Top of RECORDS SHOWN

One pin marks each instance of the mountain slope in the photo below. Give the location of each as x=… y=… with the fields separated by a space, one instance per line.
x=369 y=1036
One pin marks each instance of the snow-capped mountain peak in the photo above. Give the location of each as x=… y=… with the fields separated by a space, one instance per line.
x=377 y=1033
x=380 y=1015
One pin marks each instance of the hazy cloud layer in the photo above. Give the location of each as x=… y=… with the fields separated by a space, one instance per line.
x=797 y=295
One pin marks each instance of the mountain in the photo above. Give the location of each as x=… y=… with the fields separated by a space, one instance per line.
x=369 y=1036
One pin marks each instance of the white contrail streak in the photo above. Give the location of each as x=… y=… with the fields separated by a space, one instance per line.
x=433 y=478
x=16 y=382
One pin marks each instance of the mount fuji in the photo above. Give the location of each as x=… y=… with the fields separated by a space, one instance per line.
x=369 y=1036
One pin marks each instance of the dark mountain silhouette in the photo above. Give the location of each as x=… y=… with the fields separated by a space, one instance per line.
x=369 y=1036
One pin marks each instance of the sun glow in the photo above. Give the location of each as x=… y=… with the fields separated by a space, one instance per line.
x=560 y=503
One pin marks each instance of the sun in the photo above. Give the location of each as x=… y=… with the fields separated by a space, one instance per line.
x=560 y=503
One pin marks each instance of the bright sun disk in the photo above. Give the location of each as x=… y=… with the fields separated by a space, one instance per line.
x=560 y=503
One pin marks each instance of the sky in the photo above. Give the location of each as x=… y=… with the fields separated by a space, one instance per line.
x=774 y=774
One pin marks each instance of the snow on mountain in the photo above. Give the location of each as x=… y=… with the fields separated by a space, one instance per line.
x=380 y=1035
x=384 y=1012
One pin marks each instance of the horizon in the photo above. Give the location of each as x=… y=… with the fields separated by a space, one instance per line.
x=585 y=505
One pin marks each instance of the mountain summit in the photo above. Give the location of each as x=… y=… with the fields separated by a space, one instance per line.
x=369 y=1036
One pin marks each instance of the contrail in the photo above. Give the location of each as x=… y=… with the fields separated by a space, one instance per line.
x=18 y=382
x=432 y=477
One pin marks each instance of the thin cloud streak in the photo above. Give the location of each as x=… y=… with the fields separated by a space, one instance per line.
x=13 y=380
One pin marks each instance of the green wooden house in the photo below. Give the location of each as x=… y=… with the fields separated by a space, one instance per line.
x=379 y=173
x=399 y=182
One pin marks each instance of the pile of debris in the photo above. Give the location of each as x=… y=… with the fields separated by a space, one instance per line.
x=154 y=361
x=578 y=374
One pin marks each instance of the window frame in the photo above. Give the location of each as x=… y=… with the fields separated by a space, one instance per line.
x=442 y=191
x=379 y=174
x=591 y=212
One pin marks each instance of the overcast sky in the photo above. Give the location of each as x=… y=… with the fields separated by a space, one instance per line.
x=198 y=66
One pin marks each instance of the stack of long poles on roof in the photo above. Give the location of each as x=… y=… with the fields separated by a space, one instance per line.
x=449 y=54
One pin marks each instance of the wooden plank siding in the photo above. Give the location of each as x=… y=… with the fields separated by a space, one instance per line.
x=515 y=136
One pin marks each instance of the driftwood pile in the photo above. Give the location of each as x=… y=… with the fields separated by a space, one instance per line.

Bottom of RECORDS SHOWN

### TASK PROMPT
Nothing in the data may differ; print all of it exactly as written.

### EXERCISE ANSWER
One pin marks each instance of the mountain slope in the photo below. Give the location of each as x=… y=… with the fields separated by a space, one instance per line.
x=369 y=1036
One pin marks each instance of the snow-capped mountain peak in the photo above. Give the location of each as x=… y=… with the fields separated by a space, one instance per line.
x=377 y=1033
x=380 y=1015
One pin marks each instance of the hazy cloud layer in the photo above. Give the location of each as x=… y=… with the fields separated by a space, one instance per line.
x=797 y=295
One pin marks each instance of the mountain in the photo above. Give the location of each as x=… y=… with the fields separated by a space, one instance per line.
x=369 y=1036
One pin marks each instance of the white contrail streak in the photo above. Give the location of each as x=… y=… with the fields separated by a space, one instance per line.
x=433 y=478
x=16 y=382
One pin marks each instance of the mount fuji in the photo above. Give the location of each as x=… y=… with the fields separated by a space, one instance per line.
x=369 y=1036
One pin marks each instance of the dark mountain silhouette in the photo above. Give the location of each as x=… y=… with the fields separated by a space, one instance per line.
x=369 y=1036
One pin marks each instance of the sun glow in the photo above. Give the location of each as x=… y=… with the fields separated by a space, one instance per line.
x=560 y=503
One pin marks each instance of the sun in the photo above. Give the location of each as x=… y=… with the fields separated by a space, one instance per line.
x=560 y=503
One pin marks each instance of the bright sun disk in the photo above. Give the location of each as x=… y=… with the fields separated by a space, one instance per line.
x=560 y=503
One pin marks each instance of the sky in the photo above. Give the location of each as x=… y=… with the fields separated by a space, one instance per line.
x=774 y=774
One pin marks each instance of the snow on mountain in the photo above. Give the location of each as x=… y=… with the fields separated by a space, one instance per line.
x=380 y=1035
x=384 y=1012
One pin marks each instance of the horizon in the photo above. Give the location of each as x=… y=… with the fields separated by a space, one instance per line.
x=585 y=505
One pin marks each instance of the mountain summit in the photo above. Give the location of each as x=… y=… with the fields separated by a space, one instance per line.
x=369 y=1036
One pin marks each instance of the contrail in the photo above. Give the location of each as x=… y=… with the fields separated by a space, one instance per line.
x=18 y=382
x=432 y=477
One pin marks each instance of the thin cloud streak in the photo above. Give the location of each as x=… y=… with the fields separated by a space, one instance per line.
x=13 y=380
One pin marks each instance of the green wooden house in the photo below. Give the location of each as x=… y=… with the fields separated by a space, one instance per line.
x=379 y=173
x=399 y=182
One pin marks each instance of the pile of debris in the photo above. Give the location of each as x=… y=… with the fields separated by a space, one instance per line.
x=154 y=361
x=578 y=374
One pin marks each instance of the window frame in the photo above. Give the location of each as x=… y=… with the fields separated by a space, one instance per line.
x=442 y=191
x=379 y=174
x=591 y=212
One pin marks each instance of the overcast sky in the photo above. Give the location of each as x=… y=… with the fields separated by a space, one instance per line.
x=198 y=66
One pin marks each instance of the stack of long poles on roof in the photo above. Give the location of each as x=… y=… with the fields separated by a space, one instance per line.
x=449 y=54
One pin marks each instance of the wooden plank siding in the photo above. Give the location of each as x=… y=… with the fields separated by a space, one instance per line.
x=515 y=136
One pin marks each instance of the driftwood pile in the photo above. Give the location of each as x=… y=… with the fields separated by a space, one instance per line.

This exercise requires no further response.